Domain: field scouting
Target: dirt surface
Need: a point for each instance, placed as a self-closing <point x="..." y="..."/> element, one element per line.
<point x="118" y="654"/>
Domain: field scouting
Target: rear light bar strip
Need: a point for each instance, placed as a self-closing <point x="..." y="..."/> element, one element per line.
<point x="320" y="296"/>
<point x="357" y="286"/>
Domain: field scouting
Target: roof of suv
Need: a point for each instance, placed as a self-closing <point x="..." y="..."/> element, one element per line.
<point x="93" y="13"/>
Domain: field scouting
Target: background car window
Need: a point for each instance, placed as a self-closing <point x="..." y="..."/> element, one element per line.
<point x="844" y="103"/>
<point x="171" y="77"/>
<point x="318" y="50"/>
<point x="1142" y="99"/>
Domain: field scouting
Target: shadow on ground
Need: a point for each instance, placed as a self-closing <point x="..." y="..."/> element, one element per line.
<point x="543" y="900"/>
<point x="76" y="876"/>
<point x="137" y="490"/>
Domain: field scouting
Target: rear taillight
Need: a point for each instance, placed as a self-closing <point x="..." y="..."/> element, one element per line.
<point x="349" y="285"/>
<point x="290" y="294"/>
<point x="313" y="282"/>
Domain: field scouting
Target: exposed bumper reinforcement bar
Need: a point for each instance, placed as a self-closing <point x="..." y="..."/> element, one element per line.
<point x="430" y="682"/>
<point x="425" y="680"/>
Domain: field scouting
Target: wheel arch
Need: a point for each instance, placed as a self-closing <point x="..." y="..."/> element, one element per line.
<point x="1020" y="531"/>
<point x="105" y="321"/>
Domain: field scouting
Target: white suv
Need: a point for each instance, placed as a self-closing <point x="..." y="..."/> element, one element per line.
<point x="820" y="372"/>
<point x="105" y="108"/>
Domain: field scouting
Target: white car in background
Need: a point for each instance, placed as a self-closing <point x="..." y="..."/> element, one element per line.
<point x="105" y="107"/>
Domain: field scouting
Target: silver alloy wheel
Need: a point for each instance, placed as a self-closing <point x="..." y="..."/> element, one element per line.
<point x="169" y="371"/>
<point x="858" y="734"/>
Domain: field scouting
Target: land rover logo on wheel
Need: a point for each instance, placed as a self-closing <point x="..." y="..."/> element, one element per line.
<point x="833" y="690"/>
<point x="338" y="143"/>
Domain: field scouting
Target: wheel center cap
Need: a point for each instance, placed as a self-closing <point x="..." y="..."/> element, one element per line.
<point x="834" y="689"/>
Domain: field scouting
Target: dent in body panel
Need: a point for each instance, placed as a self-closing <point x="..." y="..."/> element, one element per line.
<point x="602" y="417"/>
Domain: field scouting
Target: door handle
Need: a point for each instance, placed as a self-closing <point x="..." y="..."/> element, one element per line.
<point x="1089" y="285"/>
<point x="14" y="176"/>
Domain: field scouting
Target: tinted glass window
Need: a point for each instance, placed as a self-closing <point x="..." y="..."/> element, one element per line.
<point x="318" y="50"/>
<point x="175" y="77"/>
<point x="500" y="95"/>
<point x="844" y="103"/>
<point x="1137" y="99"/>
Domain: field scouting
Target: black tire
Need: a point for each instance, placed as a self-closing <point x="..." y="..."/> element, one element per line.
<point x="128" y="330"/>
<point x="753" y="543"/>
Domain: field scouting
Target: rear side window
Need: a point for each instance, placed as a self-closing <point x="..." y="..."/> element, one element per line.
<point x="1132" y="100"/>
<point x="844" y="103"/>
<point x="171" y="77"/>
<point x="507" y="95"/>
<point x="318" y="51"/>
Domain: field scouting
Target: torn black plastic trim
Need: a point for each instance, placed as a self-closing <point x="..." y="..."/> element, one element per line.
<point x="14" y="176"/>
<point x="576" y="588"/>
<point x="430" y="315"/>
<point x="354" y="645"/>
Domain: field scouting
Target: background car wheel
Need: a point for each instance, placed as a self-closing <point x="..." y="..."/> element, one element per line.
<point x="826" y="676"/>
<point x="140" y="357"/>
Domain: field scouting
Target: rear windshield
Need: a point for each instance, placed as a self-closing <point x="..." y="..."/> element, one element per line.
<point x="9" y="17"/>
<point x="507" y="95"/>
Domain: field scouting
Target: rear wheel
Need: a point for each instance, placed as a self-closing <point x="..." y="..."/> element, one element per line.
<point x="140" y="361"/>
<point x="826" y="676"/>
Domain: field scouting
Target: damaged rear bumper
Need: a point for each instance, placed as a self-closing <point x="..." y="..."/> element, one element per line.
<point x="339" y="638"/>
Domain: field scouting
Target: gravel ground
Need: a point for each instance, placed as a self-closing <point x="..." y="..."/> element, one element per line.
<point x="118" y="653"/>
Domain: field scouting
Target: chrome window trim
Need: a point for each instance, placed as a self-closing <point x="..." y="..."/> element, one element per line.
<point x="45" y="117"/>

——

* TASK DIRECTIONS:
Please count the lines in the data above that contain the string "window" and reply with that number alone.

* REPLY TO THE TASK:
4